[[ Records shown open ]]

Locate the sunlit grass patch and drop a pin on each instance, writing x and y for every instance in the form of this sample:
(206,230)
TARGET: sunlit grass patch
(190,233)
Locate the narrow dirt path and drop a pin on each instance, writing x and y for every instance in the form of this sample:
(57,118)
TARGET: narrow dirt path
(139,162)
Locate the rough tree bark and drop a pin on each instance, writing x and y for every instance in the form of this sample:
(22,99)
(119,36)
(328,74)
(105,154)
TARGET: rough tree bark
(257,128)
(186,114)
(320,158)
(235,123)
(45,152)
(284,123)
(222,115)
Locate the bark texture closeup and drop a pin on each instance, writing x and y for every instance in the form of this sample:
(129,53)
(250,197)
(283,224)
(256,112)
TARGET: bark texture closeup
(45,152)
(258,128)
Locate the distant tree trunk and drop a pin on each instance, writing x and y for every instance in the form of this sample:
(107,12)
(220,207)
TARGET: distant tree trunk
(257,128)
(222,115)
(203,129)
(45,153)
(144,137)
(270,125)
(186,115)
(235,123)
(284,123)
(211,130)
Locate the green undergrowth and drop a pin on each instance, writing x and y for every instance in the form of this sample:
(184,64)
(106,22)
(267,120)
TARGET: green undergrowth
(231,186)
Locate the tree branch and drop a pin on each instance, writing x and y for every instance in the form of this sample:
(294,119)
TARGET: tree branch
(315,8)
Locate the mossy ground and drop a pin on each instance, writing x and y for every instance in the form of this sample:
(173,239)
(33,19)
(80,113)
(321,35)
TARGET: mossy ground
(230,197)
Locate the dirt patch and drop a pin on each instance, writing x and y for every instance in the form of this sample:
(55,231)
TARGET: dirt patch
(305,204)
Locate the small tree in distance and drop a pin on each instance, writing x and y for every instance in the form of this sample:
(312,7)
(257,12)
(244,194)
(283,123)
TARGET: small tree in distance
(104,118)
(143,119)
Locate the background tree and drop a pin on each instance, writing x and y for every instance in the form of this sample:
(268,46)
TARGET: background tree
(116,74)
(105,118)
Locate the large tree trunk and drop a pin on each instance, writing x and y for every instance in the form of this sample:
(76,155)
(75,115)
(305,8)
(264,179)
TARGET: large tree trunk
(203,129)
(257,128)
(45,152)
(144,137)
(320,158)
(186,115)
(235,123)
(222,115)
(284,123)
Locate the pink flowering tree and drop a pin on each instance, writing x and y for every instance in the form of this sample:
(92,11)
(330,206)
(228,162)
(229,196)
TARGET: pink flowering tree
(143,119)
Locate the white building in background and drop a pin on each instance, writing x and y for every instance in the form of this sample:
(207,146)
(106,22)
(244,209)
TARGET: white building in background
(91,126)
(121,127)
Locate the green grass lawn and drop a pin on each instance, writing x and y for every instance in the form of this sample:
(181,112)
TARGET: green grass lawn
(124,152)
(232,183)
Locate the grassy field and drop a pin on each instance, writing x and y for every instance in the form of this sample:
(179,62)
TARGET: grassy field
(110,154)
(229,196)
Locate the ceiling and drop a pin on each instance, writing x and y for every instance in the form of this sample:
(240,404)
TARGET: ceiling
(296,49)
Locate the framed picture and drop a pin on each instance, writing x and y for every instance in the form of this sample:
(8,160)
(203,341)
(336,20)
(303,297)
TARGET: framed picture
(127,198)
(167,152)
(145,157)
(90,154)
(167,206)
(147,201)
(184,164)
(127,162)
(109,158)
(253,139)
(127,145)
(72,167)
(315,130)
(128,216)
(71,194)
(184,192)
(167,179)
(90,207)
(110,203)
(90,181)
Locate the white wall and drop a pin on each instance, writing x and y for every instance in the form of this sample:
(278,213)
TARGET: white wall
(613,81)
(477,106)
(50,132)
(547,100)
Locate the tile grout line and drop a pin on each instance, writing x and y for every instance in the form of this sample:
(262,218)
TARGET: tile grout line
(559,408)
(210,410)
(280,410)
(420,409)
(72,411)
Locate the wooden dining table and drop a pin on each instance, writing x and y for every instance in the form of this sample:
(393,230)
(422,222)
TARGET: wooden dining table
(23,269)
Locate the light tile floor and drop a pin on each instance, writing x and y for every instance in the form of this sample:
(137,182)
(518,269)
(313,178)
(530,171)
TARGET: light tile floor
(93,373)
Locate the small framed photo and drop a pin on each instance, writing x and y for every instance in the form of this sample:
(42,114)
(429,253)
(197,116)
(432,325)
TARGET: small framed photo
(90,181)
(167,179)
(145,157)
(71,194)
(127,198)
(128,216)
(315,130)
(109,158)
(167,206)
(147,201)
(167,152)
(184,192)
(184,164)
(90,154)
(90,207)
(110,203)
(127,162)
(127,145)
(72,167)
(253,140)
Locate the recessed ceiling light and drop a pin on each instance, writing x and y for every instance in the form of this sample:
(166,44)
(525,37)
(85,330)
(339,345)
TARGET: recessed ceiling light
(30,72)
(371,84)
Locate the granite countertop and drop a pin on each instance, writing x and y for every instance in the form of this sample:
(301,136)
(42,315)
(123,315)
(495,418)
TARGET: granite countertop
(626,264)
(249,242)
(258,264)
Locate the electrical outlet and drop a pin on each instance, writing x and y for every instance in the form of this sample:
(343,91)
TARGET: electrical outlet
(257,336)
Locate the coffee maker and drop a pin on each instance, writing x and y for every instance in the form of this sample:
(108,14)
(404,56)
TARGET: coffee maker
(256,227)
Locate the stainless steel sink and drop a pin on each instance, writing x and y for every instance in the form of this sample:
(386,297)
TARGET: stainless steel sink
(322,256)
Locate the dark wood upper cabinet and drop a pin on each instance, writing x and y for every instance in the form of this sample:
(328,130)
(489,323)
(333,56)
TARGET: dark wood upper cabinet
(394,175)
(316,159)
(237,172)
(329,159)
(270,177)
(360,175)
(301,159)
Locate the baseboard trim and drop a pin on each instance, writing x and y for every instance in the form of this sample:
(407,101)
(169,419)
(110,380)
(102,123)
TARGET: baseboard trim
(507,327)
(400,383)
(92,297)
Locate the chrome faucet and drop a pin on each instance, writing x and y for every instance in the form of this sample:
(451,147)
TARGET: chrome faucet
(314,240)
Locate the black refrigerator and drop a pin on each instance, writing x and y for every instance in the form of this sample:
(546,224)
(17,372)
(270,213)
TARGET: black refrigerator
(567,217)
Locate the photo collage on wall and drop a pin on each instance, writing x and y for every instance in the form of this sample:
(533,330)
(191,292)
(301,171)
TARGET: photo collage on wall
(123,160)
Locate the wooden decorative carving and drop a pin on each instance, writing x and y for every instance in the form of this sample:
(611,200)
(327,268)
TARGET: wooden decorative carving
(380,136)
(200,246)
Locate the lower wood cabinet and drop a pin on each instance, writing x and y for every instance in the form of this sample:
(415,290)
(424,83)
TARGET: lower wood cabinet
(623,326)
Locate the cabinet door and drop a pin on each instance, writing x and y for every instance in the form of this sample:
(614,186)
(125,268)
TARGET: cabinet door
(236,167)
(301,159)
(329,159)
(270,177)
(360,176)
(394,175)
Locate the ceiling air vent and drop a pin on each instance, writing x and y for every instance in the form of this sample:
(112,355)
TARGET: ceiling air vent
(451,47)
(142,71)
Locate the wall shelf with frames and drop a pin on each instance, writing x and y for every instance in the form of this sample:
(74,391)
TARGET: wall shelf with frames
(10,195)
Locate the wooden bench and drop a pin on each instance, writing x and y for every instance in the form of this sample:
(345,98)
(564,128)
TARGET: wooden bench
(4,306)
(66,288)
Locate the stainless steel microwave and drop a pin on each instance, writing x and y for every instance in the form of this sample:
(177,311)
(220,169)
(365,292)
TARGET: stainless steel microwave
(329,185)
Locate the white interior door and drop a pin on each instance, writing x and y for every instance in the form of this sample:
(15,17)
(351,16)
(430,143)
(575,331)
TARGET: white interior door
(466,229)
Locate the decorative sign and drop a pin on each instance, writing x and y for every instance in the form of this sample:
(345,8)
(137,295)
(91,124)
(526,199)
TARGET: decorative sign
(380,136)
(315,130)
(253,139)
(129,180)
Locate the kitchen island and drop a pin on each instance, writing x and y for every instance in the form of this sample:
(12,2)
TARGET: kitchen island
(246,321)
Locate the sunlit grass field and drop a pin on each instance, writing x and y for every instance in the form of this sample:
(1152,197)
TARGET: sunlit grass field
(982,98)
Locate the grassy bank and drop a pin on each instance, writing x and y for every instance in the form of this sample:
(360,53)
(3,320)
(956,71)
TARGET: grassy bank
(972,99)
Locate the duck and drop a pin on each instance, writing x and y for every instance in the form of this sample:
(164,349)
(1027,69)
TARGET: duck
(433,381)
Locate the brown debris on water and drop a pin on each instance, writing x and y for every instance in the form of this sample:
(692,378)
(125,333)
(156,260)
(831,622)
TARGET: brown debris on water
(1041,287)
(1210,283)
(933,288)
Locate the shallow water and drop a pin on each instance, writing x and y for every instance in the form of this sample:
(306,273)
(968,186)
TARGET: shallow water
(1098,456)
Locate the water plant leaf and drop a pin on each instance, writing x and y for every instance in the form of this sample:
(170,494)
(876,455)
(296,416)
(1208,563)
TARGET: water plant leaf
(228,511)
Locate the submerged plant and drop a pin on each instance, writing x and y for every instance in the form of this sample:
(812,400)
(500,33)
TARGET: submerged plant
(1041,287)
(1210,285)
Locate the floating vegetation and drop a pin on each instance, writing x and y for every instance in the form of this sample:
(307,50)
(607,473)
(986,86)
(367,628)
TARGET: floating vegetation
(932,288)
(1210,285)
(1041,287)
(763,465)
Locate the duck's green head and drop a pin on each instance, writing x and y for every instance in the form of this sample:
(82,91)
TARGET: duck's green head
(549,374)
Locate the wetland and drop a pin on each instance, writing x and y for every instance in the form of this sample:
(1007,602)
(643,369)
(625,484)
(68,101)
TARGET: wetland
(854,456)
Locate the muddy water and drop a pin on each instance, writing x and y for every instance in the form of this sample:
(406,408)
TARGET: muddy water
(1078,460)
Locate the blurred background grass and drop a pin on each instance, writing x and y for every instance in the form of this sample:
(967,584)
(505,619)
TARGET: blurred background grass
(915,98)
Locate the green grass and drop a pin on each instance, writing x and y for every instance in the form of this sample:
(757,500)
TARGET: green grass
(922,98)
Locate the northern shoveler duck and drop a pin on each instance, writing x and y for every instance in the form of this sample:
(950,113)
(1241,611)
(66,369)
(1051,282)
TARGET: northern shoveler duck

[[ Records shown closed ]]

◆ Task: Wherever a line of the data holds "shoveler", copy that line.

◆ Task result:
Locate the northern shoveler duck and drop a pin on each instance, writing x and y for every instance in the form of this sample:
TARGET: northern shoveler duck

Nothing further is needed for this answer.